▶ **Problem to solve**: Repeat exactly the opening lines of the records, ending with the line that contains "positive clicks: (281, 135)".

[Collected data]
==================================================

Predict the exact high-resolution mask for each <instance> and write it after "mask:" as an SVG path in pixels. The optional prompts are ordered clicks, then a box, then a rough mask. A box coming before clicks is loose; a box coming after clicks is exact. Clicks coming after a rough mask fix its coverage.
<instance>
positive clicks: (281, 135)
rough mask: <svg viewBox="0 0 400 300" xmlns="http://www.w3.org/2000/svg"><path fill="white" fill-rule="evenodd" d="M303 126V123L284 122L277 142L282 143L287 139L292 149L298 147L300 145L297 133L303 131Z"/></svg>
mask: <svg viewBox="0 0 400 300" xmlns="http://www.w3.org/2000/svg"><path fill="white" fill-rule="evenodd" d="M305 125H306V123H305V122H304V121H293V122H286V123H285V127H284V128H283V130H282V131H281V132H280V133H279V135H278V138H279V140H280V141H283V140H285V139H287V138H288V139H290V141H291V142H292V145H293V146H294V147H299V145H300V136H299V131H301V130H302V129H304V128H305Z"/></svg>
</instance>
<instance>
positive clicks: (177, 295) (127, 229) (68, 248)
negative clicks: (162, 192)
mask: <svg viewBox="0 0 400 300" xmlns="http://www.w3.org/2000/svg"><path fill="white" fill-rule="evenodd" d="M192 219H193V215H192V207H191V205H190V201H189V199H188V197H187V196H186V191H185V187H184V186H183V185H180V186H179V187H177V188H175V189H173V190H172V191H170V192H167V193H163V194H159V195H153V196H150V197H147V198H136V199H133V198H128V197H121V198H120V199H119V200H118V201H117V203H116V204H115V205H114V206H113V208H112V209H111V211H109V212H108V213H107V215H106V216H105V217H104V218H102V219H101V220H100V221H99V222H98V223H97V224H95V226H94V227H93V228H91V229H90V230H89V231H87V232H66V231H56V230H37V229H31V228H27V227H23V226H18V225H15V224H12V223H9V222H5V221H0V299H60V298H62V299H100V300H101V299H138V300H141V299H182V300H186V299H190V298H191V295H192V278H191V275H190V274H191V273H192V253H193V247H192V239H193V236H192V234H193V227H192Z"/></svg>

==================================================

▶ **Answer space**:
Predict the exact high-resolution mask for each <instance> and write it after "mask:" as an SVG path in pixels. The optional prompts are ordered clicks, then a box, then a rough mask. A box coming before clicks is loose; a box coming after clicks is exact. Clicks coming after a rough mask fix its coverage.
<instance>
positive clicks: (281, 135)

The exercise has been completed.